VOS TÂCHES:
1. Dans l'extrait sur le tournage avec Amal Umar, quel âge a l'actrice ?
2. Écrivez la suite du récit du tournage avec Amal Umar dans le centre commercial, à partir de sa dernière phrase.

Pendant que les techniciens règlent leurs caméras, les maquilleuses procèdent aux dernières retouches. Les joues d’Amal Umar sont recouvertes de plusieurs couches de fond de teint et ses lèvres savamment peintes de nuances écarlates. La taille serrée dans une longue robe lamée assortie au foulard noué sur sa tête, l’actrice de 22 ans prend des selfies pour son compte Instagram en attendant d’entrer en scène.
« Mes fans sont surtout des adolescentes. Elles aiment ce que je fais, car elles aussi rêvent de danser et de chanter un jour devant les caméras », explique la jeune actrice, qui compte plus d’un million d’abonnés sur les réseaux sociaux.
A l’étage du centre commercial, une enceinte vient d’être branchée et crache à plein volume des rythmes synthétiques et des chants poussés dans les aigus par l’autotune. Un couple d’acteurs se lance dans un play-back légèrement hésitant, grand sourire plaqué sur les lèvres.

DONNÉES FOURNIES:

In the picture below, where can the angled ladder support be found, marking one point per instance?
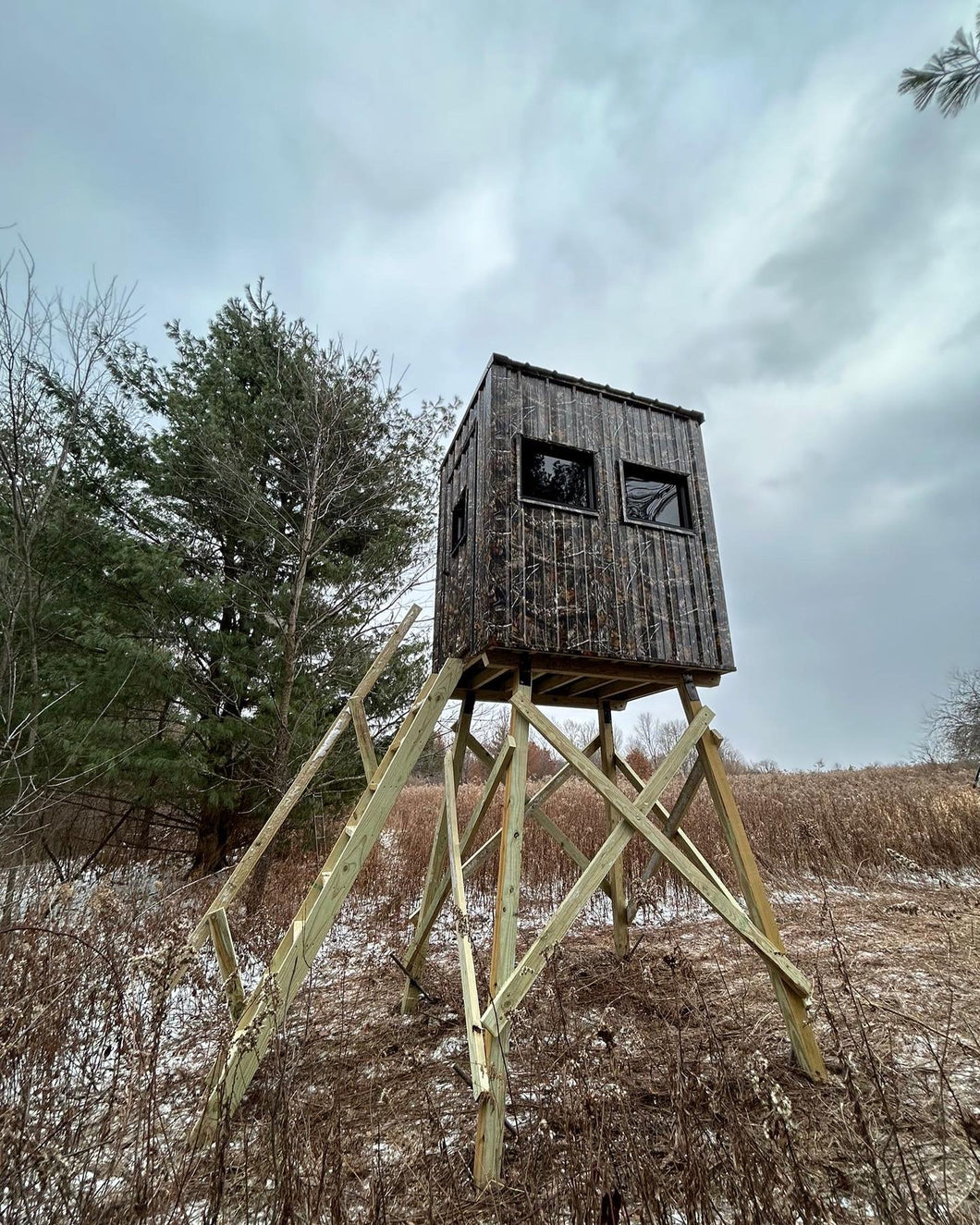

RÉPONSES PAR TÂCHE:
1. Elle a 22 ans.

2.
Kannywood avant Nollywood
L’équipe de tournage se déplace ensuite en direction d’un magasin d’ameublement, où un autre couple esquisse une chorégraphie devant un rayon rempli d’assiettes. Comme souvent, le film en cours de tournage évoque un triangle amoureux dont l’intrigue se dénouera en musique.
C’est qu’au début des années 1990, les pionniers du cinéma en langue haoussa se sont inspirés de ce qu’ils connaissaient le mieux : les films de Bollywood, que les chaînes de télévision locales diffusaient nuit et jour. « Les films indiens ont rencontré un grand succès dans le nord du Nigeria, grâce à leurs similarités avec notre culture. Ils montrent des femmes la tête couverte, souvent timides et ils reproduisent l’espace familial cher à la culture haoussa », souligne le professeur Abdallah Uba Adamu, assis dans son bureau de la faculté de communication de Kano.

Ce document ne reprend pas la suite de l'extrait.